Skip to contents

Li et al. (2025)'s test for general linear hypothesis testing (GLHT) problem for high-dimensional data under heteroscedasticity.

Usage

LHNB2025.GLHTBF.NABT(Y, B, O, A, n, p)

Arguments

Y

A list of \(k\) data matrices. The \(i\)th element represents the data matrix (\(n_i \times p\)) from the \(i\)th population with each row representing a \(p\)-dimensional observation.

B

A vector of \(k\) coefficients \((B_1,\ldots,B_k)\) specifying the linear combination of group mean vectors.

O

A length-\(p\) vector used to form \(\Omega = \mathrm{diag}(O_1^2,\ldots,O_p^2)\).

A

A length-\(p\) vector used in \(W = \Omega + A A^\top\).

n

A vector of \(k\) sample sizes. The \(i\)th element represents the sample size of group \(i\), \(n_i\).

p

The dimension of data.

Value

A list of class "NRtest" containing the results of the hypothesis test.

Details

Suppose we have \(k\) independent high-dimensional samples $$\boldsymbol{Y}_{i1},\ldots,\boldsymbol{Y}_{in_i}\ \text{are i.i.d. with}\ \mathrm{E}(\boldsymbol{Y}_{i1})=\boldsymbol{\mu}_i,\ \mathrm{Cov}(\boldsymbol{Y}_{i1})=\boldsymbol{\Sigma}_i,\ i=1,\ldots,k,$$ where the covariance matrices \(\boldsymbol{\Sigma}_i\) may differ across groups.

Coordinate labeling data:
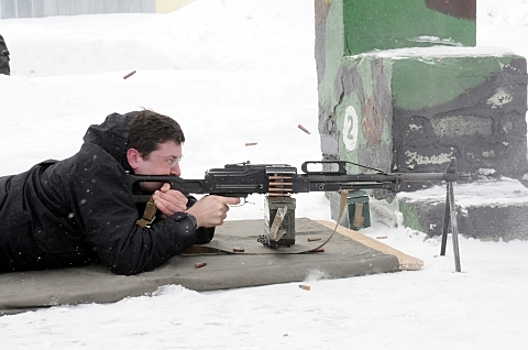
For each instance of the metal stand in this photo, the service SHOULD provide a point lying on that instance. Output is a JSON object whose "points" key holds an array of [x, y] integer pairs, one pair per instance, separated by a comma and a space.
{"points": [[451, 218]]}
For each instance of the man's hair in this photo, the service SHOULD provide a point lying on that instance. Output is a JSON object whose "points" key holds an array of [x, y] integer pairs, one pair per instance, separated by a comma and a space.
{"points": [[148, 129]]}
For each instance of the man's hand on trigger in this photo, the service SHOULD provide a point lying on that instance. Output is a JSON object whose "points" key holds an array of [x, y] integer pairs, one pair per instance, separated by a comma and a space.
{"points": [[169, 201], [211, 211]]}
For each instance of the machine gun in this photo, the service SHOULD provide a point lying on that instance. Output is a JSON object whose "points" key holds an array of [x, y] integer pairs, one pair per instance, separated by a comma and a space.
{"points": [[279, 182]]}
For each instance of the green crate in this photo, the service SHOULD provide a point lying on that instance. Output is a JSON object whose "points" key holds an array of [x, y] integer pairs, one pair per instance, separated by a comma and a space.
{"points": [[356, 214]]}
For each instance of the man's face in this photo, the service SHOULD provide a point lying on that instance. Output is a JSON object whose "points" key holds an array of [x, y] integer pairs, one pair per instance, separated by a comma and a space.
{"points": [[163, 161]]}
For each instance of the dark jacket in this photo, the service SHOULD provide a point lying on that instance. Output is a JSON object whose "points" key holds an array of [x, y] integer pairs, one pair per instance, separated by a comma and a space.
{"points": [[81, 210]]}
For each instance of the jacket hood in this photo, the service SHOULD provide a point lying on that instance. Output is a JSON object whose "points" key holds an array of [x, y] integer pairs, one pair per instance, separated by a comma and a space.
{"points": [[112, 135]]}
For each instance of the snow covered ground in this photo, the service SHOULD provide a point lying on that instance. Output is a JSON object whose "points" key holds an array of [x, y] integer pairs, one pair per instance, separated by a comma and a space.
{"points": [[232, 72]]}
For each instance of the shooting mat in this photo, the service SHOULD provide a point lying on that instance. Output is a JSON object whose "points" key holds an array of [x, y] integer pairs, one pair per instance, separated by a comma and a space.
{"points": [[348, 253]]}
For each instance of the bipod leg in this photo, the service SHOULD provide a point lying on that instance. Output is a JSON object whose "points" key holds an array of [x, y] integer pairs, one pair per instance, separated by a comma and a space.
{"points": [[450, 218], [454, 226], [447, 219]]}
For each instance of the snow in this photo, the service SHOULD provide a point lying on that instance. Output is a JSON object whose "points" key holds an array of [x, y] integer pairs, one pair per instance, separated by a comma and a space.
{"points": [[232, 72]]}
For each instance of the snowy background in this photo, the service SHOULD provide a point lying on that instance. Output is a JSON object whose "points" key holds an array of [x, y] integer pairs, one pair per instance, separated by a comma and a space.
{"points": [[232, 72]]}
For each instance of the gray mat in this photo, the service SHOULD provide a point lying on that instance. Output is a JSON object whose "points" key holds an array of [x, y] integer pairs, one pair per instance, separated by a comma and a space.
{"points": [[342, 257]]}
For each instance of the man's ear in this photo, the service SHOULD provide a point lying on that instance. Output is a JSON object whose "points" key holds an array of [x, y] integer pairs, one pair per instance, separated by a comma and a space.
{"points": [[133, 158]]}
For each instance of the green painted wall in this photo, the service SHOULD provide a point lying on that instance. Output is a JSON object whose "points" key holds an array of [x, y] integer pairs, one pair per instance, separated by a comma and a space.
{"points": [[424, 82], [391, 24]]}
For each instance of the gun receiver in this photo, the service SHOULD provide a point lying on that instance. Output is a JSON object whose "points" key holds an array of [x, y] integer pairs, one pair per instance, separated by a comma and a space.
{"points": [[243, 179], [279, 182]]}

» Goal:
Transcribe the stretch of the function reference from "A length-\(p\) vector used to" through "dimension of data.". The listing comes from a source separate from the function reference.

» Answer:
A length-\(p\) vector used to form \(\Omega = \mathrm{diag}(O_1^2,\ldots,O_p^2)\).

A

A length-\(p\) vector used in \(W = \Omega + A A^\top\).

n

A vector of \(k\) sample sizes. The \(i\)th element represents the sample size of group \(i\), \(n_i\).

p

The dimension of data.